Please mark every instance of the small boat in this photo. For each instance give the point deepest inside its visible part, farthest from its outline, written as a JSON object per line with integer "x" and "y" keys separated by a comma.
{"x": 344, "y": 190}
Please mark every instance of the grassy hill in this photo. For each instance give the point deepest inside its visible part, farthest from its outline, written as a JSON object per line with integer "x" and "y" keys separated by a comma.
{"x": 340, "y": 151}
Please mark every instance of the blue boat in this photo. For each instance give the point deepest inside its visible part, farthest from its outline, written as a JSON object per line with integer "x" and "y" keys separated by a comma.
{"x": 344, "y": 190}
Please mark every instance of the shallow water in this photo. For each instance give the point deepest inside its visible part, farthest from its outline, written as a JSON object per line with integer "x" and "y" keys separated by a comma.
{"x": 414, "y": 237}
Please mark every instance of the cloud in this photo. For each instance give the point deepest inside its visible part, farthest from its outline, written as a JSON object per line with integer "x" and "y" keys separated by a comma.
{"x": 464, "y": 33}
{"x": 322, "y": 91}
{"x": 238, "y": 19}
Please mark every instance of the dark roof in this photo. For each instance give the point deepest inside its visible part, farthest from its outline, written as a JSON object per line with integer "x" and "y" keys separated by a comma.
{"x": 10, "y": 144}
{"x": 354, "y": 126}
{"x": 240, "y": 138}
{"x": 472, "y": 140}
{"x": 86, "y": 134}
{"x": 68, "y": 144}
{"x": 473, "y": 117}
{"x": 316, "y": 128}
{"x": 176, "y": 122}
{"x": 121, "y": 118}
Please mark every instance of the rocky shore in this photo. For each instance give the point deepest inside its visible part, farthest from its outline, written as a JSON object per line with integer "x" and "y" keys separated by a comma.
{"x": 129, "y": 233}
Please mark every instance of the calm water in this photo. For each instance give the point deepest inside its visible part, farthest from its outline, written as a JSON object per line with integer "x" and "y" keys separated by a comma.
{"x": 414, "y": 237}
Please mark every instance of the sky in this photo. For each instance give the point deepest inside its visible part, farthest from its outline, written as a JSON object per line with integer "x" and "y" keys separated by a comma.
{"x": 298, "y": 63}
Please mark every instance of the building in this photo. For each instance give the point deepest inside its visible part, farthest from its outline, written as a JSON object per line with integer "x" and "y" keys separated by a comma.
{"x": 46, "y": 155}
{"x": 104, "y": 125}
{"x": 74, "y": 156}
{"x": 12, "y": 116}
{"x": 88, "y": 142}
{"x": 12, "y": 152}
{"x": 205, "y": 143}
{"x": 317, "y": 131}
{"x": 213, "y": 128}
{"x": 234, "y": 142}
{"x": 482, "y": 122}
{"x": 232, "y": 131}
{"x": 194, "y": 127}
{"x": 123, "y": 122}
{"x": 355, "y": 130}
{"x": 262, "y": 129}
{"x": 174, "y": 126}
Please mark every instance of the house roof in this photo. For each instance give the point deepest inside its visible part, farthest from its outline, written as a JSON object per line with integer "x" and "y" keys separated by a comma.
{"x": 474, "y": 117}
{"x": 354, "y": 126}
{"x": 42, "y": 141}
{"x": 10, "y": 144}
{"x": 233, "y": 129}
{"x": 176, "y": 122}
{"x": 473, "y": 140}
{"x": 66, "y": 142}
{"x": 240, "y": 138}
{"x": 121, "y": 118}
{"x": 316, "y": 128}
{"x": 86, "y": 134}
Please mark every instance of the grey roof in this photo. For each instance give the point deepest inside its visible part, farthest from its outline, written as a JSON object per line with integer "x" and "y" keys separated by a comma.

• AIM OF THE EXERCISE
Reproduce every row above, switching each occurrence of "in this photo" to "in this image" and leaving everything else unchanged.

• WRITTEN SOLUTION
Please mark every instance of the small boat in this image. For each instance give the point deepest inside its visible part, farthest from its outline, written as a JSON object per line with integer "x" and "y" keys separated by a comma.
{"x": 344, "y": 190}
Please mark every instance of the grassy hill in this image. For each instance give the point deepest inside its visible part, farthest from its outline, written as a JSON object per line with integer "x" and "y" keys separated by a comma.
{"x": 340, "y": 151}
Please mark every instance of the blue boat in this image. For each instance give the point deepest inside its visible part, farthest from its outline, written as a JSON object per line with integer "x" and "y" keys separated by a comma.
{"x": 344, "y": 190}
Please mark every instance of the shallow water in this image. For each instance give the point deepest inside its visible part, farthest from its outline, written as a JSON object per line with integer "x" and "y" keys separated by a comma.
{"x": 414, "y": 237}
Please mark every instance of the cloud in this image. For each instance give the point deepest inside its visible part, farthest from its outline, written as a JSON object per line with integer "x" and "y" keys separated by a comma.
{"x": 464, "y": 33}
{"x": 322, "y": 91}
{"x": 238, "y": 19}
Please mark every instance of the dark roof in this image. For each instance give the point deepest inside its visible part, farthest from its outline, written as a JSON object per line with integer "x" and "y" keys separated by a comma.
{"x": 10, "y": 144}
{"x": 354, "y": 126}
{"x": 240, "y": 138}
{"x": 472, "y": 140}
{"x": 86, "y": 134}
{"x": 68, "y": 144}
{"x": 473, "y": 117}
{"x": 316, "y": 128}
{"x": 176, "y": 122}
{"x": 121, "y": 118}
Please mark every instance of the rocky shore in this image. For each instance give the point deepest inside its visible part, farthest from its outline, written as a JSON object per line with integer "x" and "y" keys separated by a comma.
{"x": 129, "y": 233}
Please mark every instance of the calm water in this image. For each instance give the point deepest inside its visible part, farthest from its outline, written as a JSON object per line with integer "x" and "y" keys separated by a comma.
{"x": 414, "y": 237}
Please mark every instance of the sky in this image. For each instance give the point deepest inside its visible part, farthest from its outline, written as a JSON object per line with integer "x" and "y" keys separated by a comma.
{"x": 298, "y": 63}
Please mark every instance of the building in this image. For each instance give the point deepest inside its visible part, farthest from its outline, written as a JSON object per line with integer "x" and "y" keys separated by a comma.
{"x": 46, "y": 155}
{"x": 104, "y": 125}
{"x": 74, "y": 156}
{"x": 12, "y": 116}
{"x": 88, "y": 142}
{"x": 12, "y": 152}
{"x": 205, "y": 143}
{"x": 317, "y": 131}
{"x": 213, "y": 128}
{"x": 234, "y": 142}
{"x": 482, "y": 122}
{"x": 232, "y": 131}
{"x": 194, "y": 127}
{"x": 123, "y": 122}
{"x": 355, "y": 130}
{"x": 262, "y": 129}
{"x": 174, "y": 126}
Please mark every instance of the house roof in this image. For each instance give the point deepest inside its visible part, farthest from its outline, written as a JSON object per line with integer "x" and "y" keys separated by a comma.
{"x": 474, "y": 117}
{"x": 354, "y": 126}
{"x": 42, "y": 141}
{"x": 10, "y": 144}
{"x": 233, "y": 129}
{"x": 176, "y": 122}
{"x": 473, "y": 140}
{"x": 66, "y": 142}
{"x": 240, "y": 138}
{"x": 121, "y": 118}
{"x": 316, "y": 128}
{"x": 86, "y": 134}
Please mark every instance of the grey roof in this image. For each instance give the point deepest inside its visible part, farthest from its outline, written as a JSON object per line with integer "x" and "y" keys separated by a comma.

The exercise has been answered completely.